Problem to work on:
Write out all the lines again, precisely as they stand, but without the images.

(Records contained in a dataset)
__________

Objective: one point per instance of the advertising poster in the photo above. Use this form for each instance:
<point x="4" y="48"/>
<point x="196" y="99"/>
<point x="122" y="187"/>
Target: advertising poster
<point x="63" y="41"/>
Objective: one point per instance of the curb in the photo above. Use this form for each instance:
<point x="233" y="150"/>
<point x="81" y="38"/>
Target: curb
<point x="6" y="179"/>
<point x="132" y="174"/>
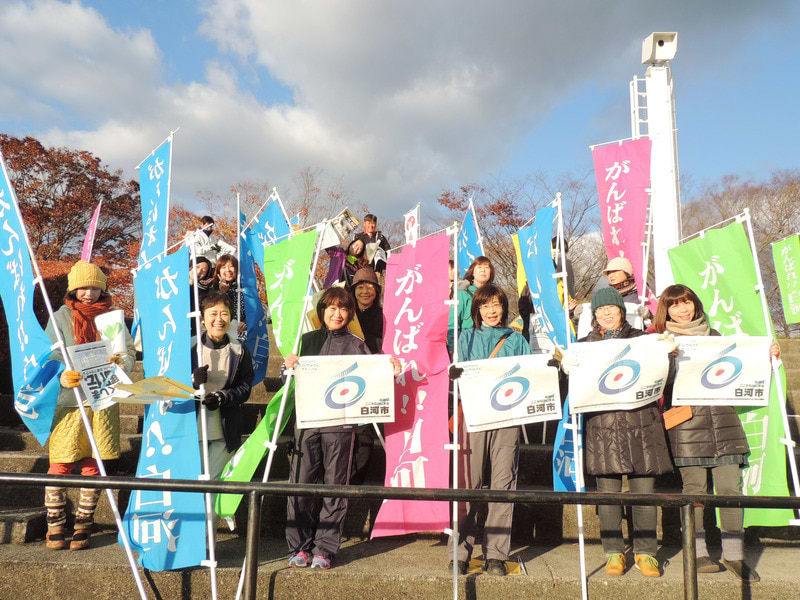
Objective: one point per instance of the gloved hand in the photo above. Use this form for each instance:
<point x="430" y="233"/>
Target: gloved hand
<point x="199" y="376"/>
<point x="454" y="372"/>
<point x="70" y="379"/>
<point x="568" y="361"/>
<point x="213" y="400"/>
<point x="668" y="340"/>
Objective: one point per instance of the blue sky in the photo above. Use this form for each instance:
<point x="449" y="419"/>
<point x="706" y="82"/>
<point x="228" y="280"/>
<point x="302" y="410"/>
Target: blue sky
<point x="398" y="102"/>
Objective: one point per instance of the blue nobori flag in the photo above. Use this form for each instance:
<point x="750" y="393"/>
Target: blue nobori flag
<point x="470" y="243"/>
<point x="36" y="383"/>
<point x="167" y="529"/>
<point x="257" y="333"/>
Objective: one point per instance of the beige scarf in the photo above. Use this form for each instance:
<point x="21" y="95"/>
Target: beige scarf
<point x="697" y="327"/>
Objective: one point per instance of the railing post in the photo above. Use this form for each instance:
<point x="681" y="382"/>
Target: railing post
<point x="689" y="552"/>
<point x="253" y="534"/>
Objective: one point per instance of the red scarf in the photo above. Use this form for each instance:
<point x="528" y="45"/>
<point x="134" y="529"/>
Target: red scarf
<point x="83" y="318"/>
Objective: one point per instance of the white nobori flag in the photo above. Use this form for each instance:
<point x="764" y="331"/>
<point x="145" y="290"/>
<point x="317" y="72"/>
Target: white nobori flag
<point x="411" y="224"/>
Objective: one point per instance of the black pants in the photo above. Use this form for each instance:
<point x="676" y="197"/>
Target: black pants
<point x="321" y="455"/>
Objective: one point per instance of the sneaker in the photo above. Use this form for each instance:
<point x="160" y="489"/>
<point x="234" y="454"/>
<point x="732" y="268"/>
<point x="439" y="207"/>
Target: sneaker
<point x="741" y="570"/>
<point x="298" y="560"/>
<point x="320" y="562"/>
<point x="706" y="565"/>
<point x="647" y="564"/>
<point x="615" y="565"/>
<point x="495" y="567"/>
<point x="463" y="567"/>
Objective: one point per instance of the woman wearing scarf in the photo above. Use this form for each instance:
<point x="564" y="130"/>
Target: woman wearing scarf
<point x="69" y="444"/>
<point x="711" y="441"/>
<point x="623" y="442"/>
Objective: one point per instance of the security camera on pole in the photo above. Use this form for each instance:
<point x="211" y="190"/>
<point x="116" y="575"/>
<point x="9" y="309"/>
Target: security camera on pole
<point x="656" y="119"/>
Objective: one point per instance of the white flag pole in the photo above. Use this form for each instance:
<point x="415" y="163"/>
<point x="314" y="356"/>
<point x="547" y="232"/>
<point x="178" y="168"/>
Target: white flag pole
<point x="787" y="437"/>
<point x="577" y="448"/>
<point x="206" y="475"/>
<point x="62" y="347"/>
<point x="272" y="445"/>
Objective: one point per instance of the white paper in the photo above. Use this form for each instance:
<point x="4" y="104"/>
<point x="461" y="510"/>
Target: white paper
<point x="509" y="391"/>
<point x="344" y="390"/>
<point x="722" y="371"/>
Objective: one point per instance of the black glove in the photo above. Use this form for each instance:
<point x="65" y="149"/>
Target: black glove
<point x="455" y="372"/>
<point x="199" y="376"/>
<point x="213" y="400"/>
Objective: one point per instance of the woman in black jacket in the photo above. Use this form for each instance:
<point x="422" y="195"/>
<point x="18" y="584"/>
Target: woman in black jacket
<point x="624" y="442"/>
<point x="227" y="372"/>
<point x="712" y="440"/>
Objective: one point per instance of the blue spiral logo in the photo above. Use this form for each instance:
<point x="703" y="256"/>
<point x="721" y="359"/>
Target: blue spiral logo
<point x="621" y="376"/>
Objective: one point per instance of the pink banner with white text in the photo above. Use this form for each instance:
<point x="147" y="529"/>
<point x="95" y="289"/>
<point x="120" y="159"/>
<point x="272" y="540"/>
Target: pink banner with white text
<point x="415" y="326"/>
<point x="88" y="242"/>
<point x="622" y="171"/>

__________

Reply to the task:
Objective: one point per instance of the advertising poster in the photo above. Use this form for each instance:
<point x="4" y="48"/>
<point x="196" y="99"/>
<point x="122" y="187"/>
Target: advertising poster
<point x="63" y="41"/>
Objective: one point per instance of the curb in the photo above. Use this form for each instance:
<point x="233" y="150"/>
<point x="81" y="38"/>
Target: curb
<point x="6" y="179"/>
<point x="132" y="174"/>
Objective: one point per instance of the gloved hand in the photo above. Use this form for each instance:
<point x="430" y="233"/>
Target: gloved hand
<point x="199" y="376"/>
<point x="454" y="372"/>
<point x="70" y="379"/>
<point x="568" y="361"/>
<point x="213" y="400"/>
<point x="668" y="340"/>
Objective: one point per instance of the blue sky in the photo above. Use this form for each instance:
<point x="449" y="419"/>
<point x="706" y="82"/>
<point x="228" y="280"/>
<point x="302" y="410"/>
Target: blue sky
<point x="398" y="102"/>
Objective: one point per instance of the blue nobori flag in the photo above. Use this form for each instance:
<point x="750" y="393"/>
Target: blue nobori flag
<point x="470" y="243"/>
<point x="36" y="383"/>
<point x="167" y="529"/>
<point x="257" y="333"/>
Objective: one point per instance of the beige scarf in the photo above. Use this form for each instance:
<point x="21" y="95"/>
Target: beige scarf
<point x="697" y="327"/>
Objective: one point per instance of the railing post in the photo above. Use this form for each instance:
<point x="681" y="382"/>
Target: railing post
<point x="689" y="552"/>
<point x="253" y="534"/>
Objective: one point per instance of the red scarf in the photo above. Use this form for each instance:
<point x="528" y="45"/>
<point x="134" y="529"/>
Target: red scarf
<point x="83" y="318"/>
Objective: one point per instance of the white nobori flag in the photo above. Use this form for each instance:
<point x="764" y="331"/>
<point x="145" y="290"/>
<point x="317" y="72"/>
Target: white nobori flag
<point x="411" y="224"/>
Objective: one point per instance of the black pants in the photo above. Use this form for each instance:
<point x="676" y="197"/>
Target: black pants
<point x="321" y="455"/>
Objective: one point per instance of the sneaker in the photo above. Use this form for each instance:
<point x="160" y="489"/>
<point x="234" y="454"/>
<point x="732" y="268"/>
<point x="439" y="207"/>
Target: sneaker
<point x="741" y="570"/>
<point x="298" y="560"/>
<point x="320" y="562"/>
<point x="706" y="565"/>
<point x="647" y="564"/>
<point x="615" y="565"/>
<point x="495" y="567"/>
<point x="463" y="567"/>
Objective: one point per instance of the woman wearing scarf in the photo above. Use this form for each instance:
<point x="564" y="130"/>
Target: woman wearing scarf
<point x="69" y="444"/>
<point x="711" y="441"/>
<point x="623" y="442"/>
Objective: one point per instance of the security camera on pole in the photo above. Use this form for each instance:
<point x="211" y="190"/>
<point x="116" y="575"/>
<point x="9" y="309"/>
Target: security camera on pole
<point x="656" y="119"/>
Objective: one point per instance of the white flag pole in the photo above. Use this form for each instance:
<point x="415" y="163"/>
<point x="314" y="356"/>
<point x="547" y="232"/>
<point x="178" y="168"/>
Target: white flag pole
<point x="787" y="437"/>
<point x="577" y="448"/>
<point x="206" y="475"/>
<point x="62" y="347"/>
<point x="272" y="445"/>
Objective: one point per instance of the white paper in the photo above. Use this form for each instance:
<point x="4" y="104"/>
<point x="461" y="510"/>
Target: white paper
<point x="509" y="391"/>
<point x="344" y="390"/>
<point x="722" y="371"/>
Objective: one point per instance of the black glove in the photo above. Use this form for each instance:
<point x="65" y="149"/>
Target: black glove
<point x="455" y="372"/>
<point x="199" y="376"/>
<point x="213" y="400"/>
Objective: one point per instance of the woman in black jacket in the photo above. Use this form for each instance:
<point x="422" y="195"/>
<point x="18" y="584"/>
Target: woman in black jacket
<point x="624" y="442"/>
<point x="227" y="372"/>
<point x="712" y="440"/>
Objective: one point per instance of the blue spiral logo in the photo above. Use this form for each instance:
<point x="703" y="256"/>
<point x="721" y="359"/>
Target: blue spiral logo
<point x="621" y="376"/>
Objective: one point per instance of the pink banner with white text in the photo above. Use this form for each instance:
<point x="147" y="529"/>
<point x="95" y="289"/>
<point x="120" y="159"/>
<point x="272" y="540"/>
Target: pink banner with white text
<point x="415" y="326"/>
<point x="88" y="242"/>
<point x="622" y="171"/>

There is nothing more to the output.